Exercise prompt | In the article on Lightower's fiber network below, list every U.S. state it names.

Extract to read |

Part One — Macro towers continue to lead small cells in Lightower’s fiber network. Reliability, scale and using the fiber network to serve other customers besides wireless carriers are important for profitability.
Bringing scale to the table helps Lightower Fiber Networks provide fiber-optic cable service customers, including wireless carriers, what they need. Lightower Fiber Network’s merger with Fibertech Networks in August 2015 doubled Lightower’s network reach.
Lightower builds fiber from North Carolina to Maine and west to Indiana, constructing all of its own network. As a core product, it provides dark fiber, which is unused cable that can be leased to individuals or companies that want connections among their own locations. Lightower also provides Ethernet local-area network architecture service. Data speed on Lightower’s network ranges from 5 Mbps to 100 Gbps.
Drew Mullin, senior vice president of business development and strategy, Lightower Fiber Networks, talked about connecting telecommunications towers and small cells with fiber during a session at the Tower & Small Cell Summit in September 2015. Mullin’s experience includes using fiber assets to obtain a return on investment capital; managing products involving dense wavelength-division multiplexing, asynchronous transfer mode and Ethernet equipment; and helping Lightower support Connecticut’s use of a $93 million Broadband Technology Opportunities Program grant to use 5,500 miles of new fiber infrastructure to connect anchor institutions. Mullin spoke at the session “Macro Tower Backhaul Solutions” led by Jennifer P. Clark, a vice president at 451 Research, a New York-based consulting company
Referring to the seven-layer open systems interconnection model of communications functions for telecommunications, Mullin said Lightower is active in Layer 1, the physical layer, and Layer 2, the data link layer. He likened fiber to plumbing — the foundation for telecommunications networks, which represent Layer 3.
Lightower has 30,000 miles of network that serve 15,000 locations. Of those, 5,000 are wireless locations, including 4,500 macro towers and 500 small cells. Mullin said wireless carriers need cost-effective backhaul, and achieving it with fiber is easier said than done. Lightower expects to extend fiber to most locations, and there’s a place in the network for serving wireless locations. He said a cost-component discussion during the next three to five years would be integral to providing wireless carriers with service.
Regarding the service wireless carriers want, Mullin said resiliency is one of the most important aspects. “During the next three to five years, wireless providers are going to be very cognizant of outages,” he said. “They’re not going to tolerate them, because all of us who have cell phones won’t tolerate it. That’s important, and scale also will be important. In the fiber business, you need to have enough scale to connect multiple places cost-effectively, but not so much scale that it makes you inflexible. During the next three to five years, the successful fiber network companies will be mid-sized, not the local exchange carriers, the cable TV companies or the startups. They’re going to be in the middle range.”
When it comes to fiber network reliability, some wireless carriers place important on measuring the fiber network performance to see whether it conforms with the service-level agreement (SLA) between the carrier and the fiber network provider.

Extracted entries |
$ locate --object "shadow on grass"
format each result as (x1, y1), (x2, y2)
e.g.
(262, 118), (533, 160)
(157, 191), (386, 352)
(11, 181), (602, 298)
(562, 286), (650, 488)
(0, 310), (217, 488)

* * *

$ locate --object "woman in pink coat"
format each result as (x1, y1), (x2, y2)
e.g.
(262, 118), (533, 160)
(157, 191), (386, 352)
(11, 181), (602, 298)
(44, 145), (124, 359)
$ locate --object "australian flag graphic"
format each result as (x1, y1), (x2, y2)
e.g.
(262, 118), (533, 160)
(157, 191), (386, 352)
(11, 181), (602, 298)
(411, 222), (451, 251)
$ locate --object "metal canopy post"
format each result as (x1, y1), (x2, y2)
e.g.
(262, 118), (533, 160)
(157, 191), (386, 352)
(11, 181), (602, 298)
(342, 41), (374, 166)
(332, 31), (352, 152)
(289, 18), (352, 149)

---

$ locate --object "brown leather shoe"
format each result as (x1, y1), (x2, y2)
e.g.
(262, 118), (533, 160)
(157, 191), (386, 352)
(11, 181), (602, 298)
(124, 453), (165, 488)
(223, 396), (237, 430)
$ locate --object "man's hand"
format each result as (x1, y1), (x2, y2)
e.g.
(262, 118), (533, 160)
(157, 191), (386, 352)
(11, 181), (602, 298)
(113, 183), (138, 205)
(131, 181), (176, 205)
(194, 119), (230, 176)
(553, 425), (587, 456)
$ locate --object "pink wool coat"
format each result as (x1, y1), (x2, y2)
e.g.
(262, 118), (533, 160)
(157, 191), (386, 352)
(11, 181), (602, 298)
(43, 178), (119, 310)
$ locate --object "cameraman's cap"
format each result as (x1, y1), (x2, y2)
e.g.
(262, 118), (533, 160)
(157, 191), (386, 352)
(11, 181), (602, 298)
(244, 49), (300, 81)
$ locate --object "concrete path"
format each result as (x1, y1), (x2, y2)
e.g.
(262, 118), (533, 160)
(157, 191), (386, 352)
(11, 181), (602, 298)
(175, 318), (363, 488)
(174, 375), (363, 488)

Solved problem | North Carolina, Maine, Indiana, Connecticut